### [Goal]
Show each line of the listing that contains the string "ground", counting a match only when the upper and lower case agree.
——————————
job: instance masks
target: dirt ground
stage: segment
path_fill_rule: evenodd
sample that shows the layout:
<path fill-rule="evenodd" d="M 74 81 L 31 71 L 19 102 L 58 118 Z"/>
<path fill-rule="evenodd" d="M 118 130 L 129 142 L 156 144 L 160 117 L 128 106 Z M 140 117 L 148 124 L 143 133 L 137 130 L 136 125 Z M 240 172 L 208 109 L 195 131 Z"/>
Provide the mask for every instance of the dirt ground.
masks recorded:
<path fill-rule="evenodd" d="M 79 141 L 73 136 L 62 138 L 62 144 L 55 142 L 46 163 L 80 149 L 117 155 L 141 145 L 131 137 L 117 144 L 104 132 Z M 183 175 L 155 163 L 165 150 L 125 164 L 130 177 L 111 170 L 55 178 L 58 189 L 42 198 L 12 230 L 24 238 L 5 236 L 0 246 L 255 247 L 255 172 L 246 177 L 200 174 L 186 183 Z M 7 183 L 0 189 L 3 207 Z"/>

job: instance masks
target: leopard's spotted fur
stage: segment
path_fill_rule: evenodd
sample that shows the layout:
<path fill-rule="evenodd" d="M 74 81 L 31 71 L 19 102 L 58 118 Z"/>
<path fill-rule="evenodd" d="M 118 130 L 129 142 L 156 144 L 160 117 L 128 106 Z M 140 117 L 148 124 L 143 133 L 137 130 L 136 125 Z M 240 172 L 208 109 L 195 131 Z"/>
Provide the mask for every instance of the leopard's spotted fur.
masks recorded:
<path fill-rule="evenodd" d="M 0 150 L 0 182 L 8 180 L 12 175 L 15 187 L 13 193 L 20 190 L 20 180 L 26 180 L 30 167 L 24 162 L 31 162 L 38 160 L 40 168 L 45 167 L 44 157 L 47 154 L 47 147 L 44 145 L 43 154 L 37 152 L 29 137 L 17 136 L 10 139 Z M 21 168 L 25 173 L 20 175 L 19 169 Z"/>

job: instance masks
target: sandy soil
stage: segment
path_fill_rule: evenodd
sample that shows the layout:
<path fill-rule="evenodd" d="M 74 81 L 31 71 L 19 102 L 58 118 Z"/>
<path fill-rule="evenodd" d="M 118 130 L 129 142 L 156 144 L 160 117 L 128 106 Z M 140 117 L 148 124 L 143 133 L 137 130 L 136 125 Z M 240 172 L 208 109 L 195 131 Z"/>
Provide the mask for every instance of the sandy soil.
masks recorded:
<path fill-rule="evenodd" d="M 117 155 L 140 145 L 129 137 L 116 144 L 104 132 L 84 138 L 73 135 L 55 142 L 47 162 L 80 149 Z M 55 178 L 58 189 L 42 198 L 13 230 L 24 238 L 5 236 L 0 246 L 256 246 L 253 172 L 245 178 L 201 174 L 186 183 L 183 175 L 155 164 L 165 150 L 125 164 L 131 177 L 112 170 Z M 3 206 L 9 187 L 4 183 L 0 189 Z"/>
——————————
### [Result of this exercise]
target: dirt ground
Provide the mask for every instance of the dirt ground.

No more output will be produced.